REQUEST »
Copy out every line of the listing below, including the comment lines, and increase each x and y coordinate in the Point objects by 22.

INPUT RECORDS »
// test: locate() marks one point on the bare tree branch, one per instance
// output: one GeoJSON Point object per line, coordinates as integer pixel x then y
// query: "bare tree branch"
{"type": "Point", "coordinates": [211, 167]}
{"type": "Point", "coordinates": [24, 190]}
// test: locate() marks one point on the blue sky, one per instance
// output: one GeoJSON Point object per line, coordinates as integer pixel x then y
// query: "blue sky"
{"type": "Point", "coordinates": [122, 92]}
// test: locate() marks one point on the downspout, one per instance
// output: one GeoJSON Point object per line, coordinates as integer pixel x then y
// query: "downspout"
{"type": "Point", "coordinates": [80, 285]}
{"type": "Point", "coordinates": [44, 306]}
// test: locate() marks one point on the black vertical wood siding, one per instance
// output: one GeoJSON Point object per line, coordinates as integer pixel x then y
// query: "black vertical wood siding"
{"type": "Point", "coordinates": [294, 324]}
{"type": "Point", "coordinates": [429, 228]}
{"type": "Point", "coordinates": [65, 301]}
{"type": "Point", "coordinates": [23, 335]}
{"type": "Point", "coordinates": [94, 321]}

RESPONSE FOR THIS EXERCISE »
// test: locate() marks one point on the bare tree branch, one per instance
// output: one GeoJSON Point object per line, coordinates as integer pixel x then y
// query: "bare tree branch"
{"type": "Point", "coordinates": [233, 189]}
{"type": "Point", "coordinates": [46, 212]}
// test: locate() marks one point on the blue sky, one per instance
// output: one GeoJSON Point object per line, coordinates as integer pixel x then y
// query: "blue sky"
{"type": "Point", "coordinates": [144, 114]}
// test: locate() marks one point on the downspout, one per instance
// output: one GeoJSON Point object per line, coordinates as integer pixel x then y
// query: "downspout"
{"type": "Point", "coordinates": [102, 307]}
{"type": "Point", "coordinates": [66, 328]}
// test: locate() marks one point on the black vertical wood siding, one per instance
// output: one GeoJSON Point object per line, coordinates as integer pixel x then y
// query: "black vertical wood siding"
{"type": "Point", "coordinates": [316, 346]}
{"type": "Point", "coordinates": [451, 250]}
{"type": "Point", "coordinates": [87, 323]}
{"type": "Point", "coordinates": [45, 357]}
{"type": "Point", "coordinates": [116, 343]}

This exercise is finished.